*** Page extract
The passports of Team Ireland Chef de Mission Kevin Kilty, OCI Secretary General Dermot Henihen and OCI chief executive Stephen Martin were subsequently returned as they were deemed to be of no further interest to the investigation.

Brazilian police were also given permission to seize a sixth passport, that of Football Association of Ireland (FAI) chief executive John Delaney, who is also OCI vice-president and was a prominent figure in Irish sport. Delaney came under intense scrutiny from investigators because his signature appeared alongside Pat Hickey's on several highly controversial, long-term commercial ticketing contracts signed between the OCI and THG Sports.

==Investigations==
===Non-statutory inquiry===
A non-statutory inquiry headed by retired High Court judge, Justice Carroll Moran, to investigate the issue was announced on 24 August 2016. The published Moran Report, released in August 2017, described Hickey's 28-year tenure as "autocratic", revealing he received an undisclosed personal honorarium of 60 000 euros per year directly from OCI funds. Judge Moran highlighted massive financial anomalies in OCI's governance, noting that THG Sports had paid a $1 million fee for the London 2012 and Sochi 2014 rights without any clear corporate explanation of how THG intended to recoup such an amount legitimately. Crucially, the inquiry exposed that Hickey had signed a binding contract in January 2016 extending THG's exclusive ticketing rights until 2026, completely hiding the agreement from the OCI executive board.

===OCI review===
On 25 August 2016, the OCI announced data security firm Espion to secure, copy and seal the OCI server and all OCI electronic data. The following day, the OCI announced it had appointed auditors Grant Thornton to conduct its own review of the issue.

On 9 September 2016, the OCI announced that it had chosen Deloitte to review the manner in which the OCI is governed under its current constitution.

The recommendations from the Deloitte governance review and subsequent internal assessments led to a comprehensive structural overhaul of the organization. At an extraordinary general meeting (EGM), the body implemented a series of strict reforms, including the introduction of term limits for executives and the appointment of an independent board. To completely distance the organization from the reputational damage of the ticketing scandal, the body officially rebranded in September 2018, changing its name from the Olympic Council of Ireland (OCI) to the Olympic Federation of Ireland (OFI).
******
*** Dataset content
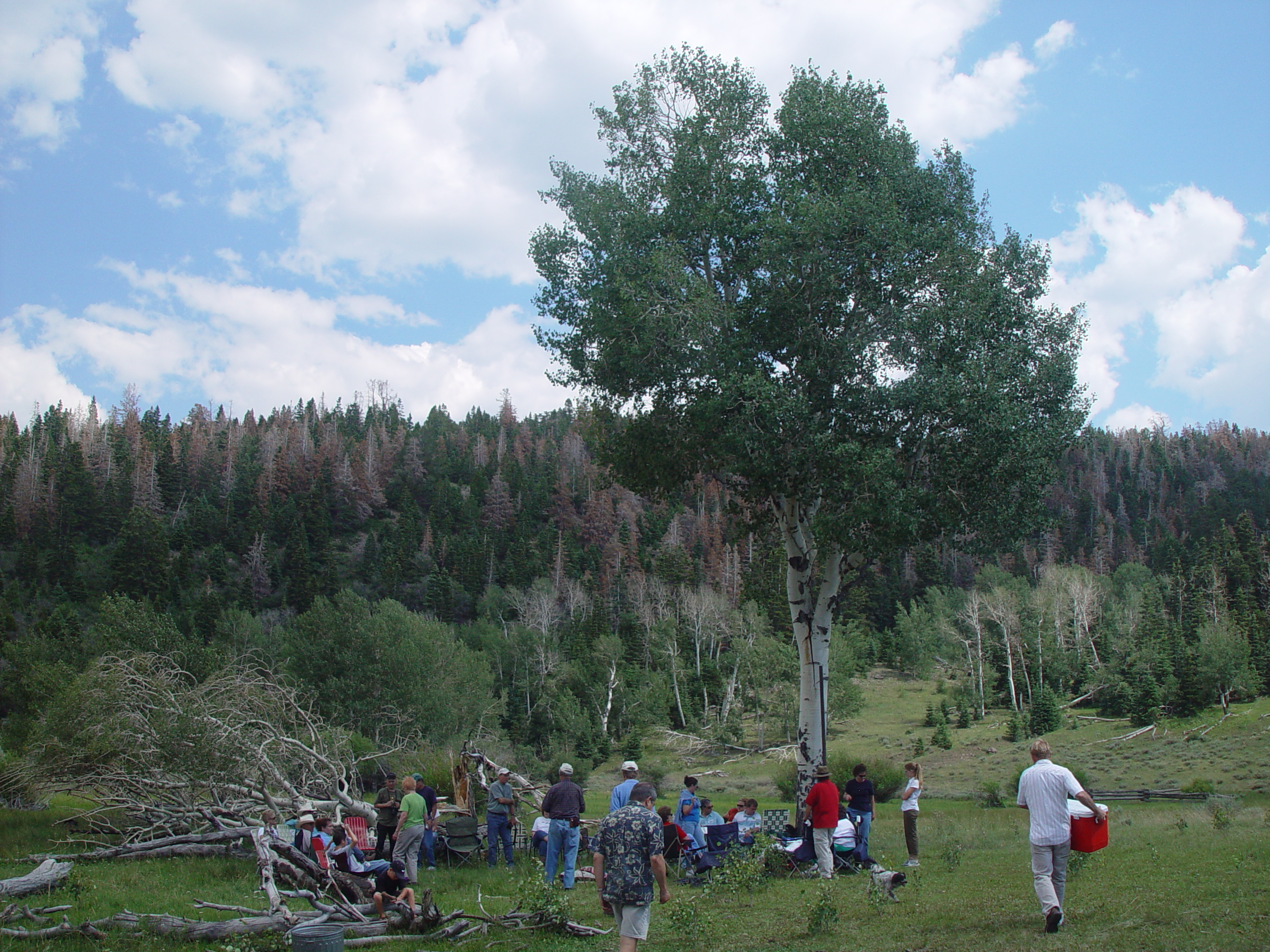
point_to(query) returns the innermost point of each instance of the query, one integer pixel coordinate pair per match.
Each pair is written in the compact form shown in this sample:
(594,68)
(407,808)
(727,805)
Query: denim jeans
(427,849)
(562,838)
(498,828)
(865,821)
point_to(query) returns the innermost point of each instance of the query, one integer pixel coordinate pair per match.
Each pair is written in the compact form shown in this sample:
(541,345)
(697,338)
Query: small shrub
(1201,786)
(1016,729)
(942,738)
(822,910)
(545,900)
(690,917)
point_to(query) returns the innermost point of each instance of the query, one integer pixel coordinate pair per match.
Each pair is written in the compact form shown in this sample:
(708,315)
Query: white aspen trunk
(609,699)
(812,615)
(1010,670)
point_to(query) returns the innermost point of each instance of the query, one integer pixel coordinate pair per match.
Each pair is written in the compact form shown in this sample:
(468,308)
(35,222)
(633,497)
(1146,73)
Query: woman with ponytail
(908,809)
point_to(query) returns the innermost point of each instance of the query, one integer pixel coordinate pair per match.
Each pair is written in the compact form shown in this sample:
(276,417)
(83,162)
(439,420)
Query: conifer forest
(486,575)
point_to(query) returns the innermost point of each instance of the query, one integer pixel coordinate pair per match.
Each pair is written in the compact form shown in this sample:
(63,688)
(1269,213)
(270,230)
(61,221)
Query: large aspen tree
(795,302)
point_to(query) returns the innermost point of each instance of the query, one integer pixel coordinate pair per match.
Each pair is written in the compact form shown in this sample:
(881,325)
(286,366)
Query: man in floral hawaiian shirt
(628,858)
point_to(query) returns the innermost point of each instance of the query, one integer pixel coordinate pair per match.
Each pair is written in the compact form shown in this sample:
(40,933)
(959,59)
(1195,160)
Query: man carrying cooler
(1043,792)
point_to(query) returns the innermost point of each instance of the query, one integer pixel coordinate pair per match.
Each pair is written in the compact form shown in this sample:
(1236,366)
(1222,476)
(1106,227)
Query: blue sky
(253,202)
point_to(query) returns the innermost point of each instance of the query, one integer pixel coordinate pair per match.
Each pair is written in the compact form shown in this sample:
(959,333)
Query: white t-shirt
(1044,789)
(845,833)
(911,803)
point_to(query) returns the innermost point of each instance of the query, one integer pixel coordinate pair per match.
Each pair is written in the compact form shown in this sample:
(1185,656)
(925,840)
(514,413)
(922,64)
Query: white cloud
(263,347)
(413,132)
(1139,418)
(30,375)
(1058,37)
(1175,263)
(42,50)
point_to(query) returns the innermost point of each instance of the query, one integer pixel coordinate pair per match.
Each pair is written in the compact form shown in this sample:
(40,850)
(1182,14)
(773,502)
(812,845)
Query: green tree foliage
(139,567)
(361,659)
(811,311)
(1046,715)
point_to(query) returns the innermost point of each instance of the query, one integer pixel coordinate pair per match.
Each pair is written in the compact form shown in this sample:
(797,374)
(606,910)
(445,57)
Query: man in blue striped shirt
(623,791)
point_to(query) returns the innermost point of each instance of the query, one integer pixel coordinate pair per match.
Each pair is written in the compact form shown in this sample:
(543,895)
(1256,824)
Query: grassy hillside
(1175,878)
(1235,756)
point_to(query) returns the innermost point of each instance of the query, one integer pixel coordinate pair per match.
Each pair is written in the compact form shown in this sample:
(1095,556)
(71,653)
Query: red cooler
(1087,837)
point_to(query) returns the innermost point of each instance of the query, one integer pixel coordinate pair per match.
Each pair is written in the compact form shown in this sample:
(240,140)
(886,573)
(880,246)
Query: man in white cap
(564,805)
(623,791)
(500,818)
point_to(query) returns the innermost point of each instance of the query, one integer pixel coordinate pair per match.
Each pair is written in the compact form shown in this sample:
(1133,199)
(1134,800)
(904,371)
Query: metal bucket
******
*** Dataset content
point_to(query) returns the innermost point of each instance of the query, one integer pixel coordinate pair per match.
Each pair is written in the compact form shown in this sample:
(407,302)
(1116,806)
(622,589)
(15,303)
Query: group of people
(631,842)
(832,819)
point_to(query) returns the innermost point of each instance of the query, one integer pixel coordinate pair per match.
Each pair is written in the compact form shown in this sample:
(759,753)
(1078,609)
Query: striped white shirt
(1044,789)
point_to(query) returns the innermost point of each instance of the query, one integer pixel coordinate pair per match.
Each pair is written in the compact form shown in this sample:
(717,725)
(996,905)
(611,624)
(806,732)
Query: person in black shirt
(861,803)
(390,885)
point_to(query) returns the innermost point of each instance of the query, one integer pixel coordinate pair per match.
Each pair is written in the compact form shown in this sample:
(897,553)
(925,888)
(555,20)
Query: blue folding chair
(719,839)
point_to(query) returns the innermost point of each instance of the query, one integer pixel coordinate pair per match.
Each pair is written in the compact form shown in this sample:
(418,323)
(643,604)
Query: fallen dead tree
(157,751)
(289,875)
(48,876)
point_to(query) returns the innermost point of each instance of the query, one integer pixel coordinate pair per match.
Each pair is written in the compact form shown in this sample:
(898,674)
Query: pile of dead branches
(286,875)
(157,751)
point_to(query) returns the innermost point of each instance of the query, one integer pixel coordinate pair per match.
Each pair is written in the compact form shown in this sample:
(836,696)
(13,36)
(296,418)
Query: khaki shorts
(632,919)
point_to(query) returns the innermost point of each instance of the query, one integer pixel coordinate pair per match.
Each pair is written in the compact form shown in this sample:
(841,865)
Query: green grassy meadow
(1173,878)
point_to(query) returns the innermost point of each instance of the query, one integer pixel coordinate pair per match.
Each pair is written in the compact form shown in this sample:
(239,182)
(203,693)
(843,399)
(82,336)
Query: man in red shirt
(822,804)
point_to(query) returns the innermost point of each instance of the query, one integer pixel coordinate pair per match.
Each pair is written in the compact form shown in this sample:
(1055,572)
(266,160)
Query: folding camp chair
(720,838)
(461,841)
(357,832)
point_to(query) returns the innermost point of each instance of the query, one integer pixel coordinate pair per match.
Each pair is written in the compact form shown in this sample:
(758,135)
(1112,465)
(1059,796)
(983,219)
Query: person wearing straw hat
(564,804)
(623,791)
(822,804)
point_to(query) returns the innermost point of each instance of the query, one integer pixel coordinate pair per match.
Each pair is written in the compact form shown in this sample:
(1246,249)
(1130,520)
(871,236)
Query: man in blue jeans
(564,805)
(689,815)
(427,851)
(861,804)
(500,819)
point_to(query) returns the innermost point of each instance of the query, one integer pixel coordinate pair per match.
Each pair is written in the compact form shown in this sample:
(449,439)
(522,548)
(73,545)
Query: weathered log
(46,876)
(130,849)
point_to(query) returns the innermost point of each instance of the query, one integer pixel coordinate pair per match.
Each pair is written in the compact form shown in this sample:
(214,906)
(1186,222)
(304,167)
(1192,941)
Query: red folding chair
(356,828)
******
*** Dataset content
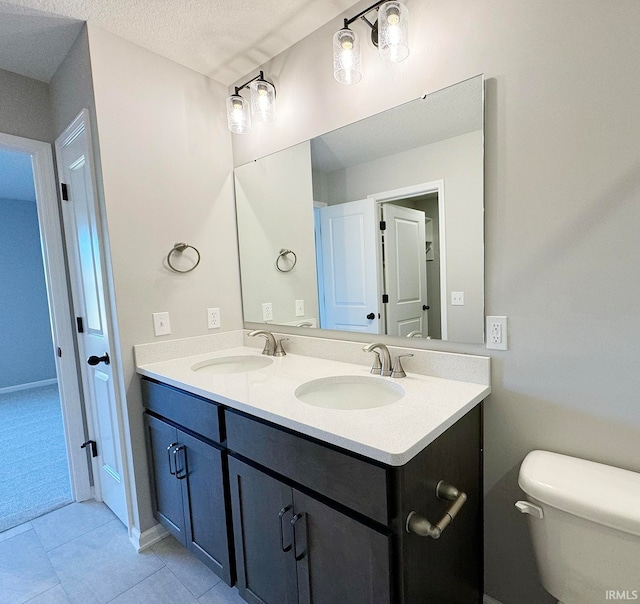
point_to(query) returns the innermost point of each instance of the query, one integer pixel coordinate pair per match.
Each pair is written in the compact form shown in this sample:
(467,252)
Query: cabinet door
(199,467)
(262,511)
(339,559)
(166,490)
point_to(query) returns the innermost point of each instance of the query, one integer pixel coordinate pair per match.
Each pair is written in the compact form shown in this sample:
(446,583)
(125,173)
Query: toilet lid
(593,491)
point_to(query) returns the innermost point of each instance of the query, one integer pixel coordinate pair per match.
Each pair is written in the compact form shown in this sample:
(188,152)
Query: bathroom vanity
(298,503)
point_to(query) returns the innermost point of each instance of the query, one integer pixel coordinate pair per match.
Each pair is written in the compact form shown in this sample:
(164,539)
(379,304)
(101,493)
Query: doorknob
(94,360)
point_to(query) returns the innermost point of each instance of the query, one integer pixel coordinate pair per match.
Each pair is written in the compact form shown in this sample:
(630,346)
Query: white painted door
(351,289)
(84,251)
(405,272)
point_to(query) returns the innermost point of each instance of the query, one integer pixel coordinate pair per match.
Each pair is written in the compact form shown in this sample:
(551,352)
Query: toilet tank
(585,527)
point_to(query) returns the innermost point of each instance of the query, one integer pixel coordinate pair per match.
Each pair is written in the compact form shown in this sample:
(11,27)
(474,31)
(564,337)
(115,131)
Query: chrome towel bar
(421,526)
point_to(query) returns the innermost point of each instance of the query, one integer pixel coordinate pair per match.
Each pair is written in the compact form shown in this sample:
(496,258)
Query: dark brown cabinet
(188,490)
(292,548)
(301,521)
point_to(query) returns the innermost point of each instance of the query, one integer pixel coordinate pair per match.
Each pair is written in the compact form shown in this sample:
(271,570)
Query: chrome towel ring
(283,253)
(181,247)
******
**What is needed:**
Rewrite the passage on the Olympic ticketing scandal, starting with "The passports of" and going on through "and THG Sports.", and switch "chief executive" to "CEO" throughout.

**Answer to this problem:**
The passports of Team Ireland Chef de Mission Kevin Kilty, OCI Secretary General Dermot Henihen and OCI CEO Stephen Martin were subsequently returned as they were deemed to be of no further interest to the investigation.

Brazilian police were also given permission to seize a sixth passport, that of Football Association of Ireland (FAI) CEO John Delaney, who is also OCI vice-president and was a prominent figure in Irish sport. Delaney came under intense scrutiny from investigators because his signature appeared alongside Pat Hickey's on several highly controversial, long-term commercial ticketing contracts signed between the OCI and THG Sports.